-- Begin Source --
Out! And my long-suffering parents (whose back yard I’d commandeered for this project when my own driveway on the other side of The Island That Rust Forgot proved too small) experienced a flashback to my high-school years, when all manner of horrible, parts-shedding hoopties and associated components lowered their property values. Yes, the 350 sat there for a few months prior to me finding a buyer, I’m not very proud to say.
I painted the 406 flat black, after an old racer told me that it helped with engine cooling. Actually, I did it because it looked cool.
By the late 1990s, my income had risen to the point where I was no longer forced by poverty to swill terrible piss-yellow beer while working on cars… but here’s a can of Pabst on the fender. I must have been raiding my dad’s beer stash that day; his Minnesota-ized tastes die hard.
Installed! The whole swap took just a couple of hours, an experience that Those Kids These Days with their finger-bustingly-tight Civic engine compartments will never know.
I pored over the J.C. Whitney hood scoop selection, thinking I’d rig up a seriously redneck-looking cold-air-induction system, but finally settled on the much more functional grille-mounted-ducting solution. I grabbed another air cleaner at the junkyard, grafted its snout onto the existing air cleaner, and ran dryer ducting to home-heating vents on either side of the radiator. Unfortunately, the left-side duct interfered with one of the Fiat X1/9 scoops I’d installed in ’93, so I had to remove the scoop.
I figured that this setup should be good for force-feeding a good supply of cold outside air into the Quadrajet (which I’d pulled from a ’70 Eldorado with a 500, on the assumption that the jetting for a 500 ought to be about right for a cammed-up 406). I’d also modified the HEI distributor with high-performance advance weights.
-- End Source --
[Written tasks]
A. Condense the paragraph of the engine-swap account that begins "I pored over the J.C. Whitney hood scoop selection" into a short bulleted list that keeps its main facts.
B. According to the engine-swap account, what vehicle was the Quadrajet pulled from?
C. List every vehicle model named in the engine-swap account.
The entries that follow have no connection to the engine-swap account.
-- Begin Records shown --
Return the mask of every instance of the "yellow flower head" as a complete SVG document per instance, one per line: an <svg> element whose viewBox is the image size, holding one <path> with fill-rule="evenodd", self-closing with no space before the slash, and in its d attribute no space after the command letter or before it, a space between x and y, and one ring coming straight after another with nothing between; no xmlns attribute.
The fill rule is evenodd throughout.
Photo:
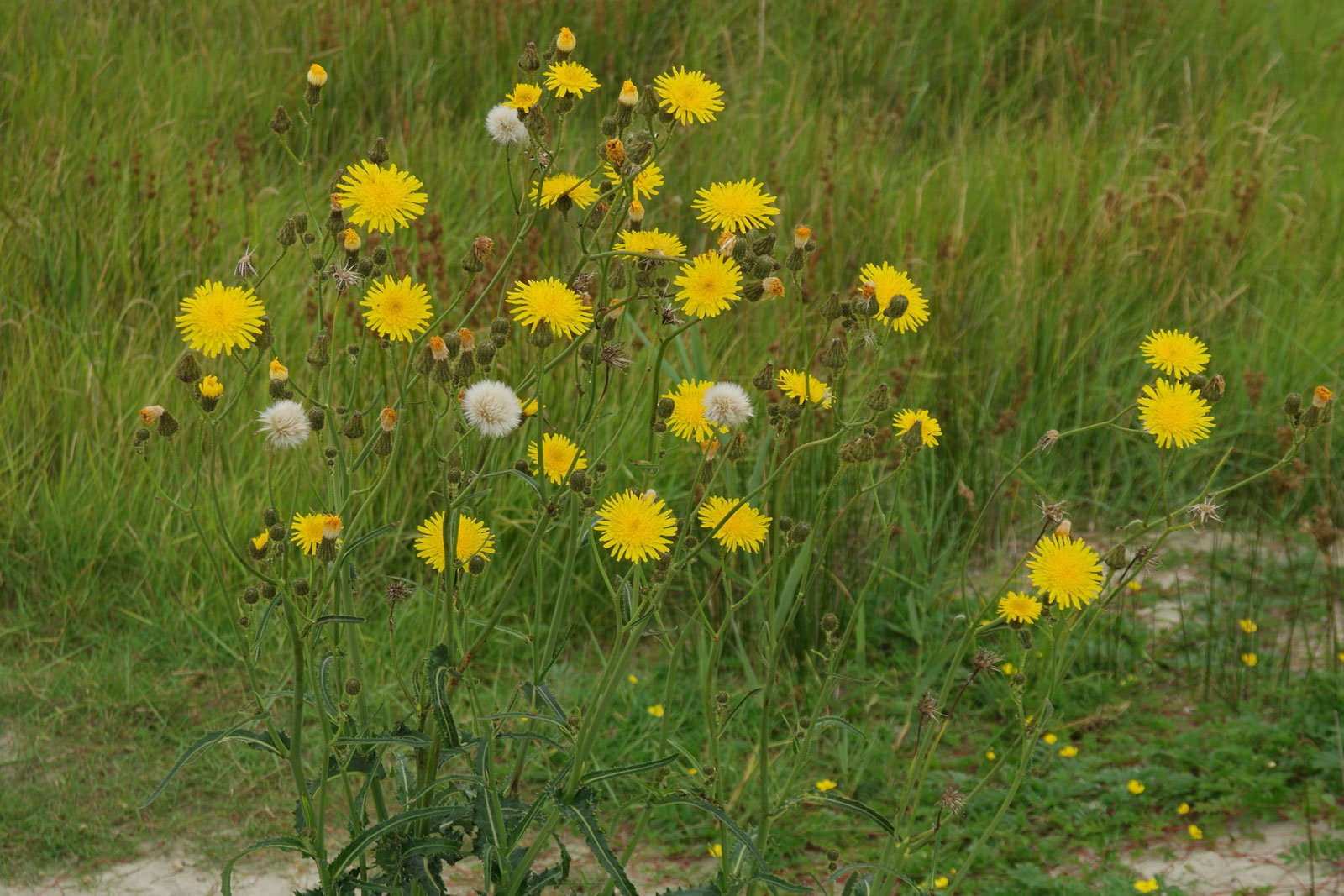
<svg viewBox="0 0 1344 896"><path fill-rule="evenodd" d="M696 200L691 203L700 212L696 220L735 234L769 227L780 210L774 207L774 196L762 189L763 185L753 177L696 189Z"/></svg>
<svg viewBox="0 0 1344 896"><path fill-rule="evenodd" d="M696 255L688 265L681 265L681 273L673 281L681 308L700 318L718 317L731 308L741 298L741 285L742 269L730 255L718 253Z"/></svg>
<svg viewBox="0 0 1344 896"><path fill-rule="evenodd" d="M898 333L913 333L929 322L929 300L906 271L896 270L888 262L864 265L859 271L859 281L863 292L878 300L878 312L874 317L882 318ZM905 310L888 317L887 309L896 296L905 297Z"/></svg>
<svg viewBox="0 0 1344 896"><path fill-rule="evenodd" d="M382 168L366 159L345 169L335 199L341 208L355 210L349 223L390 234L425 214L429 195L421 192L423 185L396 165Z"/></svg>
<svg viewBox="0 0 1344 896"><path fill-rule="evenodd" d="M620 236L616 244L618 253L685 258L685 243L676 234L664 234L661 230L622 230Z"/></svg>
<svg viewBox="0 0 1344 896"><path fill-rule="evenodd" d="M1159 329L1144 337L1140 349L1149 367L1179 380L1208 365L1208 349L1198 337L1173 329Z"/></svg>
<svg viewBox="0 0 1344 896"><path fill-rule="evenodd" d="M1101 594L1101 557L1082 539L1051 535L1027 560L1031 583L1059 607L1081 609Z"/></svg>
<svg viewBox="0 0 1344 896"><path fill-rule="evenodd" d="M710 496L700 504L696 516L700 517L700 528L703 529L712 529L720 523L723 524L714 533L714 540L728 551L742 549L755 553L765 544L765 536L770 532L770 517L750 504L738 506L737 498Z"/></svg>
<svg viewBox="0 0 1344 896"><path fill-rule="evenodd" d="M556 97L582 97L601 86L593 73L577 62L555 62L546 70L546 89Z"/></svg>
<svg viewBox="0 0 1344 896"><path fill-rule="evenodd" d="M536 442L527 443L527 459L532 462L532 472L536 473ZM546 463L546 478L556 485L566 481L573 470L587 467L587 458L579 446L559 433L547 433L542 437L542 461Z"/></svg>
<svg viewBox="0 0 1344 896"><path fill-rule="evenodd" d="M831 407L831 387L806 371L780 371L775 373L774 384L798 404L812 402Z"/></svg>
<svg viewBox="0 0 1344 896"><path fill-rule="evenodd" d="M379 336L409 343L429 325L429 290L413 283L410 275L395 279L391 274L364 293L359 302L368 310L364 322Z"/></svg>
<svg viewBox="0 0 1344 896"><path fill-rule="evenodd" d="M513 306L513 320L534 333L540 324L548 324L556 336L574 339L593 324L593 309L554 277L517 281L504 301Z"/></svg>
<svg viewBox="0 0 1344 896"><path fill-rule="evenodd" d="M723 111L723 90L703 71L672 69L653 79L659 107L672 113L679 125L706 124Z"/></svg>
<svg viewBox="0 0 1344 896"><path fill-rule="evenodd" d="M598 508L601 517L593 527L602 547L617 560L644 563L667 552L676 532L676 517L663 498L626 489L613 494Z"/></svg>
<svg viewBox="0 0 1344 896"><path fill-rule="evenodd" d="M417 527L421 537L415 539L415 556L434 568L444 571L444 512L439 510ZM473 556L481 555L489 560L495 553L495 536L480 520L457 516L457 545L453 549L457 562L466 564Z"/></svg>
<svg viewBox="0 0 1344 896"><path fill-rule="evenodd" d="M1032 625L1040 618L1042 603L1030 594L1009 591L999 598L999 615L1008 622Z"/></svg>
<svg viewBox="0 0 1344 896"><path fill-rule="evenodd" d="M504 105L509 109L523 109L524 111L542 101L542 89L538 85L513 85L513 93L504 97Z"/></svg>
<svg viewBox="0 0 1344 896"><path fill-rule="evenodd" d="M1138 420L1157 447L1188 447L1214 429L1212 408L1188 383L1157 380L1144 387Z"/></svg>
<svg viewBox="0 0 1344 896"><path fill-rule="evenodd" d="M550 208L562 197L567 197L579 208L587 208L597 199L597 187L578 175L560 172L551 175L540 184L532 184L532 192L528 193L528 199L540 204L542 208Z"/></svg>
<svg viewBox="0 0 1344 896"><path fill-rule="evenodd" d="M913 411L907 407L903 411L899 411L895 419L891 420L891 424L896 427L898 435L909 433L915 423L919 423L919 441L923 446L937 447L938 437L942 435L942 426L938 423L937 418L929 416L929 411L923 408Z"/></svg>
<svg viewBox="0 0 1344 896"><path fill-rule="evenodd" d="M233 355L257 341L266 309L250 289L206 281L177 306L177 329L206 357Z"/></svg>

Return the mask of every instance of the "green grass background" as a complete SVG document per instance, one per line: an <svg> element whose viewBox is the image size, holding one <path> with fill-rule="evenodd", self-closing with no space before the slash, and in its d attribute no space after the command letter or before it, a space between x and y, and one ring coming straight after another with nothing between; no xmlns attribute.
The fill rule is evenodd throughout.
<svg viewBox="0 0 1344 896"><path fill-rule="evenodd" d="M1210 344L1228 396L1207 450L1235 443L1235 470L1275 457L1285 392L1340 383L1335 3L3 4L0 733L22 733L3 758L15 795L0 801L0 857L12 869L282 817L249 803L246 756L196 766L195 806L130 811L176 747L235 703L219 647L233 607L129 450L136 410L175 386L180 297L228 274L247 243L267 261L297 210L266 121L300 105L309 62L331 73L316 171L386 136L441 228L413 258L452 271L473 236L508 226L481 120L523 42L560 24L607 89L685 64L727 93L719 122L673 145L649 203L660 227L699 239L694 189L754 176L780 196L781 224L817 232L809 302L852 287L868 261L923 286L931 322L887 353L891 371L870 371L948 430L921 480L931 509L900 545L913 579L937 580L938 545L965 528L957 482L982 494L1044 430L1124 407L1153 326ZM581 103L594 144L609 101ZM540 242L526 265L544 269L548 251ZM304 290L297 265L267 283L282 344L300 344ZM763 359L788 326L704 349ZM1255 492L1232 510L1294 521L1337 489L1314 469L1301 492ZM1156 472L1152 453L1086 441L1032 467L1000 521L1038 494L1122 521ZM254 486L226 496L239 535Z"/></svg>

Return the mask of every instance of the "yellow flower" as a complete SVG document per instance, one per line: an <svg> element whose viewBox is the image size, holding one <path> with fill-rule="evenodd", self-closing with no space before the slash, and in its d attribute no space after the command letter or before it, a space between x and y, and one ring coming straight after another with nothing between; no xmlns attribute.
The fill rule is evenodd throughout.
<svg viewBox="0 0 1344 896"><path fill-rule="evenodd" d="M937 418L929 416L929 411L923 408L913 411L907 407L896 414L896 416L891 420L891 424L896 427L896 433L899 435L905 435L910 431L915 422L919 423L919 441L923 446L937 447L938 437L942 435L942 424L938 423Z"/></svg>
<svg viewBox="0 0 1344 896"><path fill-rule="evenodd" d="M429 325L429 290L413 283L410 275L401 281L391 274L364 293L359 302L368 310L364 322L384 339L409 343Z"/></svg>
<svg viewBox="0 0 1344 896"><path fill-rule="evenodd" d="M504 97L504 105L509 109L531 109L542 101L542 87L539 85L513 85L513 93Z"/></svg>
<svg viewBox="0 0 1344 896"><path fill-rule="evenodd" d="M597 199L597 187L578 175L560 172L551 175L540 184L532 184L532 192L528 193L528 199L539 203L542 208L550 208L562 197L569 197L579 208L587 208Z"/></svg>
<svg viewBox="0 0 1344 896"><path fill-rule="evenodd" d="M718 430L727 433L727 429L714 426L704 415L704 394L714 386L710 380L681 380L671 392L664 392L663 398L672 399L672 414L668 416L668 429L672 435L689 442L704 442Z"/></svg>
<svg viewBox="0 0 1344 896"><path fill-rule="evenodd" d="M1030 594L1009 591L1004 596L999 598L999 615L1008 619L1008 622L1032 625L1040 618L1040 600Z"/></svg>
<svg viewBox="0 0 1344 896"><path fill-rule="evenodd" d="M593 309L583 304L578 293L554 277L517 281L505 302L513 305L513 320L534 333L539 324L550 324L556 336L573 339L593 322Z"/></svg>
<svg viewBox="0 0 1344 896"><path fill-rule="evenodd" d="M536 472L536 442L527 443L527 459L532 462L532 472ZM542 437L542 461L546 463L546 478L559 485L570 477L573 470L587 467L587 458L579 446L559 433L547 433Z"/></svg>
<svg viewBox="0 0 1344 896"><path fill-rule="evenodd" d="M250 289L206 281L177 306L177 329L206 357L233 355L257 341L266 309Z"/></svg>
<svg viewBox="0 0 1344 896"><path fill-rule="evenodd" d="M415 539L415 556L442 572L444 563L444 512L439 510L417 527L421 537ZM457 547L453 553L458 563L465 564L477 553L489 560L495 553L495 536L480 520L457 516Z"/></svg>
<svg viewBox="0 0 1344 896"><path fill-rule="evenodd" d="M774 196L762 189L763 185L753 177L696 189L696 200L691 203L700 212L696 220L732 232L769 227L780 210L773 204Z"/></svg>
<svg viewBox="0 0 1344 896"><path fill-rule="evenodd" d="M677 301L687 314L699 318L718 317L738 301L738 287L742 285L742 269L728 255L704 253L691 263L681 265L673 285L677 287Z"/></svg>
<svg viewBox="0 0 1344 896"><path fill-rule="evenodd" d="M200 380L200 384L196 388L200 390L203 398L219 398L224 394L224 384L220 383L216 376L207 376Z"/></svg>
<svg viewBox="0 0 1344 896"><path fill-rule="evenodd" d="M702 529L712 529L723 523L714 533L714 540L728 551L745 549L755 553L765 544L765 536L770 532L770 517L750 504L738 506L737 498L710 496L700 504L698 516Z"/></svg>
<svg viewBox="0 0 1344 896"><path fill-rule="evenodd" d="M1027 560L1031 583L1060 607L1081 609L1101 594L1101 557L1081 539L1051 535Z"/></svg>
<svg viewBox="0 0 1344 896"><path fill-rule="evenodd" d="M606 179L610 180L617 187L621 185L621 175L617 173L616 168L610 165L603 165L602 171L606 173ZM659 195L659 187L663 185L663 169L657 167L656 163L648 163L634 175L630 181L634 187L634 195L642 196L644 199L652 199Z"/></svg>
<svg viewBox="0 0 1344 896"><path fill-rule="evenodd" d="M1189 333L1172 329L1153 330L1144 339L1140 349L1149 367L1179 380L1199 373L1208 365L1208 349Z"/></svg>
<svg viewBox="0 0 1344 896"><path fill-rule="evenodd" d="M556 97L582 97L601 86L593 73L577 62L555 62L546 70L546 87Z"/></svg>
<svg viewBox="0 0 1344 896"><path fill-rule="evenodd" d="M780 371L775 373L774 384L798 404L812 402L821 407L831 407L831 388L812 373L804 371Z"/></svg>
<svg viewBox="0 0 1344 896"><path fill-rule="evenodd" d="M644 563L665 553L676 532L676 517L663 498L626 489L613 494L598 509L601 517L593 527L602 547L617 560Z"/></svg>
<svg viewBox="0 0 1344 896"><path fill-rule="evenodd" d="M421 192L423 185L410 172L396 171L396 165L382 168L366 159L345 171L335 199L341 208L355 208L349 223L390 234L425 214L429 196Z"/></svg>
<svg viewBox="0 0 1344 896"><path fill-rule="evenodd" d="M653 79L653 91L659 95L659 107L672 113L679 125L692 121L706 124L723 111L723 90L704 77L703 71L672 69Z"/></svg>
<svg viewBox="0 0 1344 896"><path fill-rule="evenodd" d="M1187 447L1207 438L1214 429L1211 410L1187 383L1171 380L1145 386L1138 399L1138 420L1159 447Z"/></svg>
<svg viewBox="0 0 1344 896"><path fill-rule="evenodd" d="M929 300L923 297L923 290L914 285L906 271L896 270L888 262L880 265L864 265L859 271L862 290L878 300L878 312L874 317L880 317L898 333L913 333L929 322ZM887 316L887 309L896 296L903 296L906 308L895 317Z"/></svg>
<svg viewBox="0 0 1344 896"><path fill-rule="evenodd" d="M685 257L685 243L676 234L664 234L660 230L622 230L620 236L621 240L616 244L618 253Z"/></svg>

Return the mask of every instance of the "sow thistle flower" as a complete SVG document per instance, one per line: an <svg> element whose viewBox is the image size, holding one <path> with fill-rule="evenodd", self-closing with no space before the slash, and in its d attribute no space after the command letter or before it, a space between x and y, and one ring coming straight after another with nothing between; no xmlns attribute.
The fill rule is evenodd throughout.
<svg viewBox="0 0 1344 896"><path fill-rule="evenodd" d="M665 553L676 532L676 517L652 492L626 489L602 502L593 528L617 560L644 563Z"/></svg>
<svg viewBox="0 0 1344 896"><path fill-rule="evenodd" d="M859 270L859 281L860 290L878 301L874 317L882 318L895 332L913 333L929 322L929 300L906 271L888 262L864 265Z"/></svg>
<svg viewBox="0 0 1344 896"><path fill-rule="evenodd" d="M442 572L444 557L444 512L439 510L417 527L421 537L415 539L415 556L427 563L435 572ZM457 516L457 544L453 548L457 562L468 566L472 557L489 560L495 553L495 536L480 520Z"/></svg>
<svg viewBox="0 0 1344 896"><path fill-rule="evenodd" d="M367 159L351 165L336 187L335 200L353 208L349 223L371 231L392 232L425 214L425 184L396 165L383 168Z"/></svg>
<svg viewBox="0 0 1344 896"><path fill-rule="evenodd" d="M696 200L691 203L700 212L696 220L734 234L770 227L780 210L774 207L774 196L762 189L763 185L753 177L696 189Z"/></svg>
<svg viewBox="0 0 1344 896"><path fill-rule="evenodd" d="M532 473L538 472L536 442L527 443L527 459L532 462ZM547 433L542 437L542 461L544 461L546 478L559 485L573 470L587 467L587 458L579 446L559 433Z"/></svg>
<svg viewBox="0 0 1344 896"><path fill-rule="evenodd" d="M780 391L792 398L798 404L812 402L821 407L831 407L831 387L805 371L780 371L774 377L774 384Z"/></svg>
<svg viewBox="0 0 1344 896"><path fill-rule="evenodd" d="M718 253L696 255L673 281L683 310L699 318L718 317L731 308L741 300L741 285L742 269L731 257Z"/></svg>
<svg viewBox="0 0 1344 896"><path fill-rule="evenodd" d="M1149 367L1183 380L1208 365L1208 349L1198 337L1172 329L1153 330L1140 345Z"/></svg>
<svg viewBox="0 0 1344 896"><path fill-rule="evenodd" d="M254 292L208 279L181 300L177 310L183 340L206 357L249 348L266 324L266 309Z"/></svg>
<svg viewBox="0 0 1344 896"><path fill-rule="evenodd" d="M578 175L560 172L551 175L540 184L532 184L532 192L528 193L528 199L540 204L542 208L550 208L564 197L579 208L587 208L597 199L597 187Z"/></svg>
<svg viewBox="0 0 1344 896"><path fill-rule="evenodd" d="M728 551L755 553L765 544L765 537L770 532L770 517L750 504L738 506L738 498L710 496L700 504L696 516L700 517L700 528L703 529L719 527L712 537ZM720 523L722 525L719 525Z"/></svg>
<svg viewBox="0 0 1344 896"><path fill-rule="evenodd" d="M1188 447L1208 437L1214 415L1208 402L1188 383L1157 380L1144 387L1138 399L1138 420L1153 435L1157 447Z"/></svg>
<svg viewBox="0 0 1344 896"><path fill-rule="evenodd" d="M513 320L534 333L540 324L548 324L556 336L573 339L593 324L593 309L554 277L517 281L504 301L513 305Z"/></svg>
<svg viewBox="0 0 1344 896"><path fill-rule="evenodd" d="M723 111L723 90L703 71L672 69L653 79L659 107L672 113L679 125L707 124Z"/></svg>
<svg viewBox="0 0 1344 896"><path fill-rule="evenodd" d="M1081 539L1051 535L1027 560L1031 583L1055 606L1082 609L1101 594L1101 557Z"/></svg>
<svg viewBox="0 0 1344 896"><path fill-rule="evenodd" d="M386 339L409 343L429 324L429 290L423 283L413 283L410 275L396 279L383 277L359 302L368 310L368 328Z"/></svg>

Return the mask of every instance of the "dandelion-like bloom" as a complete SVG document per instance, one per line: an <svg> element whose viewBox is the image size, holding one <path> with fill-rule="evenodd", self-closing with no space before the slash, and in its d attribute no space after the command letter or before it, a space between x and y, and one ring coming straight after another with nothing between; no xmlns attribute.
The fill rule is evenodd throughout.
<svg viewBox="0 0 1344 896"><path fill-rule="evenodd" d="M774 384L798 404L812 402L831 407L831 387L806 371L780 371L775 373Z"/></svg>
<svg viewBox="0 0 1344 896"><path fill-rule="evenodd" d="M1208 348L1198 337L1173 329L1153 330L1140 349L1149 367L1179 380L1199 373L1208 365Z"/></svg>
<svg viewBox="0 0 1344 896"><path fill-rule="evenodd" d="M1042 539L1027 570L1031 583L1055 606L1081 609L1101 594L1101 557L1082 539L1058 533Z"/></svg>
<svg viewBox="0 0 1344 896"><path fill-rule="evenodd" d="M390 234L425 214L429 196L421 192L423 185L410 172L396 171L396 165L382 168L366 159L345 169L336 201L341 208L355 208L349 223Z"/></svg>
<svg viewBox="0 0 1344 896"><path fill-rule="evenodd" d="M536 442L527 443L527 459L532 462L532 472L538 470ZM579 446L559 433L547 433L542 437L542 461L546 462L546 478L559 485L571 470L587 467L587 457Z"/></svg>
<svg viewBox="0 0 1344 896"><path fill-rule="evenodd" d="M677 287L677 301L687 314L718 317L741 298L738 287L742 285L742 269L730 255L704 253L691 263L681 265L681 273L673 285Z"/></svg>
<svg viewBox="0 0 1344 896"><path fill-rule="evenodd" d="M617 560L644 563L664 553L676 532L676 517L663 498L626 489L598 509L594 527L602 547Z"/></svg>
<svg viewBox="0 0 1344 896"><path fill-rule="evenodd" d="M667 109L679 125L706 124L723 111L723 90L704 77L703 71L672 69L653 79L653 93L659 107Z"/></svg>
<svg viewBox="0 0 1344 896"><path fill-rule="evenodd" d="M661 230L622 230L620 236L620 242L616 243L618 253L685 257L685 243L676 234L664 234Z"/></svg>
<svg viewBox="0 0 1344 896"><path fill-rule="evenodd" d="M1030 594L1009 591L999 598L999 615L1008 622L1032 625L1040 618L1042 603Z"/></svg>
<svg viewBox="0 0 1344 896"><path fill-rule="evenodd" d="M673 435L691 442L704 442L714 435L715 426L704 415L704 394L712 386L710 380L681 380L675 390L664 392L663 398L672 399L668 429Z"/></svg>
<svg viewBox="0 0 1344 896"><path fill-rule="evenodd" d="M266 443L273 449L296 449L313 433L304 406L288 398L261 411L257 422L261 423L257 431L266 434Z"/></svg>
<svg viewBox="0 0 1344 896"><path fill-rule="evenodd" d="M704 498L696 516L700 517L700 528L703 529L712 529L720 523L723 524L714 533L714 540L728 551L755 553L765 544L765 536L770 532L770 517L750 504L738 506L737 498L712 494Z"/></svg>
<svg viewBox="0 0 1344 896"><path fill-rule="evenodd" d="M903 408L892 418L891 424L896 427L899 435L905 435L910 431L915 423L919 423L919 441L923 442L925 447L937 447L938 437L942 435L942 424L938 423L938 418L930 416L929 411L919 408Z"/></svg>
<svg viewBox="0 0 1344 896"><path fill-rule="evenodd" d="M527 85L519 83L513 85L513 93L504 97L504 105L509 109L521 109L527 111L538 102L542 101L542 87L540 85ZM516 118L517 116L515 116Z"/></svg>
<svg viewBox="0 0 1344 896"><path fill-rule="evenodd" d="M621 175L610 165L603 167L606 179L610 180L617 187L621 185ZM657 167L656 163L649 163L638 171L632 179L632 185L634 187L634 195L642 196L644 199L652 199L659 195L659 187L663 185L663 169Z"/></svg>
<svg viewBox="0 0 1344 896"><path fill-rule="evenodd" d="M1144 387L1138 399L1138 420L1157 447L1188 447L1207 438L1214 429L1212 408L1188 383L1157 380Z"/></svg>
<svg viewBox="0 0 1344 896"><path fill-rule="evenodd" d="M859 270L859 281L862 289L871 290L872 297L878 300L878 313L874 317L880 317L898 333L913 333L929 322L929 300L906 271L896 270L888 262L864 265ZM899 314L888 316L887 310L896 296L905 298L905 309Z"/></svg>
<svg viewBox="0 0 1344 896"><path fill-rule="evenodd" d="M593 73L577 62L555 62L546 70L546 89L556 97L582 97L601 86Z"/></svg>
<svg viewBox="0 0 1344 896"><path fill-rule="evenodd" d="M538 325L548 324L556 336L573 339L593 324L593 309L554 277L517 281L504 301L513 306L509 312L513 320L534 333Z"/></svg>
<svg viewBox="0 0 1344 896"><path fill-rule="evenodd" d="M528 199L540 203L542 208L550 208L563 196L569 196L579 208L587 208L597 199L597 187L578 175L560 172L551 175L540 184L532 184L532 192L528 193Z"/></svg>
<svg viewBox="0 0 1344 896"><path fill-rule="evenodd" d="M527 142L527 125L517 117L516 109L509 109L504 103L485 113L485 133L504 146L521 146Z"/></svg>
<svg viewBox="0 0 1344 896"><path fill-rule="evenodd" d="M497 439L523 422L523 404L504 383L480 380L462 392L462 416L481 435Z"/></svg>
<svg viewBox="0 0 1344 896"><path fill-rule="evenodd" d="M435 572L442 572L444 562L444 512L439 510L417 527L421 537L415 539L415 556L427 563ZM469 516L457 516L457 544L453 548L457 562L466 564L472 557L480 555L489 560L495 553L495 536L480 520Z"/></svg>
<svg viewBox="0 0 1344 896"><path fill-rule="evenodd" d="M747 391L737 383L715 383L704 391L704 419L715 426L737 429L755 415Z"/></svg>
<svg viewBox="0 0 1344 896"><path fill-rule="evenodd" d="M257 341L266 309L250 289L206 281L177 305L177 329L206 357L233 355Z"/></svg>
<svg viewBox="0 0 1344 896"><path fill-rule="evenodd" d="M359 304L368 309L364 312L368 329L403 343L423 332L433 316L429 309L429 290L423 283L413 283L410 275L402 279L383 277L383 282L364 293Z"/></svg>
<svg viewBox="0 0 1344 896"><path fill-rule="evenodd" d="M753 177L696 189L696 200L691 203L700 212L696 220L734 234L769 227L780 210L774 207L774 196L762 189L763 185Z"/></svg>

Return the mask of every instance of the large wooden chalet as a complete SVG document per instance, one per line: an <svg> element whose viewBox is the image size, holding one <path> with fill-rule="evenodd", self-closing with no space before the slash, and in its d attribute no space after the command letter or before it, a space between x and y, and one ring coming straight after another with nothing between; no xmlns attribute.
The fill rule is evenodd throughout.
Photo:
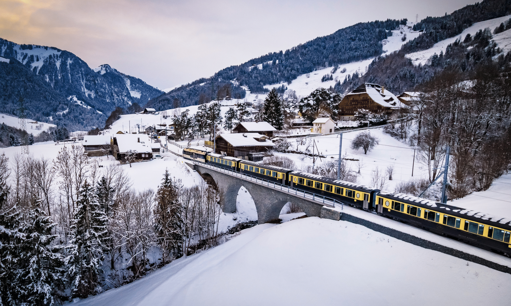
-- End Records shown --
[Answers in order]
A.
- Considered a J.C. Whitney hood scoop for a redneck-looking cold-air-induction system
- Chose the more functional grille-mounted ducting instead
- Took a second air cleaner from the junkyard and grafted its snout onto the existing air cleaner
- Ran dryer ducting to home-heating vents on both sides of the radiator
- Removed one of the Fiat X1/9 scoops installed in ’93 because the left-side duct interfered with it

B. A ’70 Eldorado with a 500.

C.
- Civic
- Fiat X1/9
- ’70 Eldorado